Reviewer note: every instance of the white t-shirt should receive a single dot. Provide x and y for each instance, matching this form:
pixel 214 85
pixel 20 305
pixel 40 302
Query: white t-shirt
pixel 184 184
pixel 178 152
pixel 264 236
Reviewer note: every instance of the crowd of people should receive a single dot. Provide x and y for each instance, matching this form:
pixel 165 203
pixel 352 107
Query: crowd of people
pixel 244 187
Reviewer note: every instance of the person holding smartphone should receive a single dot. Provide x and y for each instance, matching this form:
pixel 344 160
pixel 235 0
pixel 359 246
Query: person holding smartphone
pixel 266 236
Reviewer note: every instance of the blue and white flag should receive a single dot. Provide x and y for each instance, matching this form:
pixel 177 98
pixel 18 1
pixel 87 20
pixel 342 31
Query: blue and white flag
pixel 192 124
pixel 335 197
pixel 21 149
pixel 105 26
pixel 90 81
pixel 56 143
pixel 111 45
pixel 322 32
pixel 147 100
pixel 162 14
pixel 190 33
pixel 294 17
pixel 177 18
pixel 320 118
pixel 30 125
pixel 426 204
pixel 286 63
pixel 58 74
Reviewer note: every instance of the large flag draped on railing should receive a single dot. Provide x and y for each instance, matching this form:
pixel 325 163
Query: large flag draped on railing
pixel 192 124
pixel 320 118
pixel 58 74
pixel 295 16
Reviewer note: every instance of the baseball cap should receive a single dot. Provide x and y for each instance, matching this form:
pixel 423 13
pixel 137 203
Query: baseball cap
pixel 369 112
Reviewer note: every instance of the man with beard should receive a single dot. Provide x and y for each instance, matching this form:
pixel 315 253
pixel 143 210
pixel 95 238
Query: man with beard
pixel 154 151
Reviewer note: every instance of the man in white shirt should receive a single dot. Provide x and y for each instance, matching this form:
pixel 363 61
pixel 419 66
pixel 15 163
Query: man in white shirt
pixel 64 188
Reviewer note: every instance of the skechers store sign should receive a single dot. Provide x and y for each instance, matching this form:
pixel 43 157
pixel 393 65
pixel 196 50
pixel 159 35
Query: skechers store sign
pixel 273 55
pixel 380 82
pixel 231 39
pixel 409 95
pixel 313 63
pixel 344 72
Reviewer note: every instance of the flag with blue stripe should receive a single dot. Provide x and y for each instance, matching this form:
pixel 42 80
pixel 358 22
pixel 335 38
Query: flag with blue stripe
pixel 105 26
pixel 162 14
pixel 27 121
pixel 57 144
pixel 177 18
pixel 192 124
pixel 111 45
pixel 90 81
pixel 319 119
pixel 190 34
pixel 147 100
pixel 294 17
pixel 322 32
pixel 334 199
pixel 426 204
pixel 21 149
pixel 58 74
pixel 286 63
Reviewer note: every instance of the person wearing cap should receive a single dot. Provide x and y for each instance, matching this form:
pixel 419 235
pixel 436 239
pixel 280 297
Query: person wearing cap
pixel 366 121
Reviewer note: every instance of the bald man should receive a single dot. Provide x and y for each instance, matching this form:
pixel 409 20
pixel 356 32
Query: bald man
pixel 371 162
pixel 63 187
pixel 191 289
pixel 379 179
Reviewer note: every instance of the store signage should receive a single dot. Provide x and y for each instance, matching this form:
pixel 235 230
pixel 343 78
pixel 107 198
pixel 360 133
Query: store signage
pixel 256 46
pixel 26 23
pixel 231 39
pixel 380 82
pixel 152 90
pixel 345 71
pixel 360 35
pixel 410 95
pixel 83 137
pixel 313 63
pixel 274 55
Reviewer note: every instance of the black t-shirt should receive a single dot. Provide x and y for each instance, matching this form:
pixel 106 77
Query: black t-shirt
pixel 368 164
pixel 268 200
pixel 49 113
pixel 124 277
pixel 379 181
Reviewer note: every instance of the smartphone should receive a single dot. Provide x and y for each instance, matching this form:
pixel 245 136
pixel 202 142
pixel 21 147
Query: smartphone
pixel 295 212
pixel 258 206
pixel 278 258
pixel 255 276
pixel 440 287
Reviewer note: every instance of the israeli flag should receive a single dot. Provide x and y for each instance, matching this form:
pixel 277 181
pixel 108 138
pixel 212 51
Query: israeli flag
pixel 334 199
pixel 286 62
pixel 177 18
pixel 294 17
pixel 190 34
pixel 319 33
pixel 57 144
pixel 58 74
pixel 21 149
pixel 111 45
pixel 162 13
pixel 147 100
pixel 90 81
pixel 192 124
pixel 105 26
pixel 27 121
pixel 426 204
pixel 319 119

==*==

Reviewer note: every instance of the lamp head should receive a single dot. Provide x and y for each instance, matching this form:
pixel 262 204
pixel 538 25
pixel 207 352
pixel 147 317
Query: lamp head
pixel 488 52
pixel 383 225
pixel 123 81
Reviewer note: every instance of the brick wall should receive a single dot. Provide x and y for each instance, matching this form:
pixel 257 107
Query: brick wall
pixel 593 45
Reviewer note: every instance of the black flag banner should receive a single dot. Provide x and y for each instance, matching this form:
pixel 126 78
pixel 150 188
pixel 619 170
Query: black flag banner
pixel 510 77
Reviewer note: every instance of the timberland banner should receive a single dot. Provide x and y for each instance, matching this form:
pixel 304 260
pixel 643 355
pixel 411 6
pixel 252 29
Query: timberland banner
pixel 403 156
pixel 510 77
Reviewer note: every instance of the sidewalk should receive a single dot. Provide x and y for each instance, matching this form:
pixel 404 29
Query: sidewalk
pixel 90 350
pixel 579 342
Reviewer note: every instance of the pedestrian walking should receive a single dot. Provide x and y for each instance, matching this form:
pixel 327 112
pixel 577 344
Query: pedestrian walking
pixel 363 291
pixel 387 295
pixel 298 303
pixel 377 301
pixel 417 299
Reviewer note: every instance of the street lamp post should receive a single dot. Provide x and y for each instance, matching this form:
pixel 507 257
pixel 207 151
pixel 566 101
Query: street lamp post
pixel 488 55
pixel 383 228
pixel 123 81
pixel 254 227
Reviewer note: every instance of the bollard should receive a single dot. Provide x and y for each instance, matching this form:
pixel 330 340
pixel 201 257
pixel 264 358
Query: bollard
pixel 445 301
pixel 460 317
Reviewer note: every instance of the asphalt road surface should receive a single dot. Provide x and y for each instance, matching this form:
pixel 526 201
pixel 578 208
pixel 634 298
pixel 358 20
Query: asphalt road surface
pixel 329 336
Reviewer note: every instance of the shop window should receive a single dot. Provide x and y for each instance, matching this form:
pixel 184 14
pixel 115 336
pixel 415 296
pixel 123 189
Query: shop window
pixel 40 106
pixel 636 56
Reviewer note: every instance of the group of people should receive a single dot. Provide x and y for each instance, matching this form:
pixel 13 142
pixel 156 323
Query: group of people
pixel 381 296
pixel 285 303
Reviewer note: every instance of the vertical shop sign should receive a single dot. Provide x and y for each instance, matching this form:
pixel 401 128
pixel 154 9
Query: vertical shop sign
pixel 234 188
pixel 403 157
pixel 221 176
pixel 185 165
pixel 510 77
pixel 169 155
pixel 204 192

==*==

### Assignment
Reproduce exactly, and only, the part of the listing above that begins at the line with "pixel 634 298" and goes on through the line with "pixel 13 142".

### Task solution
pixel 634 298
pixel 358 20
Query: asphalt road surface
pixel 329 336
Reviewer note: every instance of the shop window should receive a single dot. Provide x and y for each instance, matching this form:
pixel 184 14
pixel 115 336
pixel 415 296
pixel 123 189
Query: shop window
pixel 40 106
pixel 636 56
Reviewer note: every instance of the group of people should receive a single dot. Provide x and y for each instance, matching this form:
pixel 13 142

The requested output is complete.